WRITTEN PROBLEM: Set the listing down unchanged, minus every embedded image.

Named object pointing entries:
· · · ·
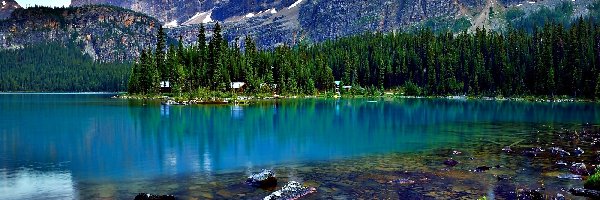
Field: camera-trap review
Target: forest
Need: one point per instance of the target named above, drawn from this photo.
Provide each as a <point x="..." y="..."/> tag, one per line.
<point x="552" y="60"/>
<point x="56" y="67"/>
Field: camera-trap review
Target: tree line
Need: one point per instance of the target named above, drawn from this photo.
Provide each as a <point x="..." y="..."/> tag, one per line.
<point x="552" y="60"/>
<point x="56" y="67"/>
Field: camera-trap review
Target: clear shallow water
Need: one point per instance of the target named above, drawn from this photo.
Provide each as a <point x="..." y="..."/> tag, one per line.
<point x="69" y="145"/>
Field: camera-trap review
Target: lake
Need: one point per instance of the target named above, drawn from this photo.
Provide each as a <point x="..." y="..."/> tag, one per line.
<point x="80" y="146"/>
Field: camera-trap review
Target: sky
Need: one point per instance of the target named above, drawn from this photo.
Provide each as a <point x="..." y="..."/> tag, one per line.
<point x="51" y="3"/>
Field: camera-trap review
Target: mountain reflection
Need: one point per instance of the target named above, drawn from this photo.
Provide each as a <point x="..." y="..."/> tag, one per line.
<point x="114" y="140"/>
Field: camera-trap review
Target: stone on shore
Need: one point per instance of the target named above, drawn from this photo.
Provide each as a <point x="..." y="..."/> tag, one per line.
<point x="144" y="196"/>
<point x="293" y="190"/>
<point x="266" y="178"/>
<point x="594" y="194"/>
<point x="579" y="169"/>
<point x="451" y="162"/>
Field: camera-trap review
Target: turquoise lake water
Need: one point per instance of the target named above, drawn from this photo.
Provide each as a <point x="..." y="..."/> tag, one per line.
<point x="60" y="145"/>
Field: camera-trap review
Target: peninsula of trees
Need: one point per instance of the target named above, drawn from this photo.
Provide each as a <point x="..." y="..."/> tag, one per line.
<point x="552" y="60"/>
· · · ·
RESPONSE TO THE TASK:
Field: camera-trap review
Target: forest
Need: one point per instance of the target named above, drawn from this photo.
Provide each as a <point x="..." y="..."/> tag, one per line.
<point x="552" y="60"/>
<point x="56" y="67"/>
Field: camera-trap review
Target: tree line
Need: one point per instance of the target named above, drawn from this photo.
Provide each as a <point x="..." y="..."/> tag, one per line.
<point x="552" y="60"/>
<point x="56" y="67"/>
Field: camera-trap review
Target: clear shallow water
Need: one point per instance of the target named above, drawn from this photo.
Provide each as a <point x="..." y="..."/> tag, one per line.
<point x="69" y="145"/>
Field: camera-trap review
Target: lake
Need: one point per instance of the target named above, drawn from this photo.
Provide each as a <point x="..." y="..."/> tag, one per line.
<point x="80" y="146"/>
Field: camera-trap review
Target: sky
Need: one point per instance of the target named above, drawn from this photo.
Provide each as a <point x="..." y="..."/> tag, one per line.
<point x="51" y="3"/>
Field: camera-trap review
Target: mountain reflection
Need: one point per instance of the target named above, drawn from this photo.
Provide each as a <point x="..." y="..."/> tag, one per line.
<point x="114" y="140"/>
Field: camera-trap review
Target: stone on shore
Need: one point per instance of the target named above, drawn from this photo.
Provide each as a <point x="..." y="..."/> tag, one per line.
<point x="144" y="196"/>
<point x="293" y="190"/>
<point x="266" y="178"/>
<point x="594" y="194"/>
<point x="579" y="169"/>
<point x="451" y="162"/>
Field: camera-trap review
Target: turquoise lake water
Need: one point per instance of the target named above, drawn from this photo.
Provide each as a <point x="..." y="..."/> tag, one per line.
<point x="60" y="145"/>
Field: camera-trap review
Target: peninsula of trees
Need: one point per instance of the target named above, drawn from this photo.
Provide each as a <point x="..." y="..."/> tag, one per line.
<point x="552" y="60"/>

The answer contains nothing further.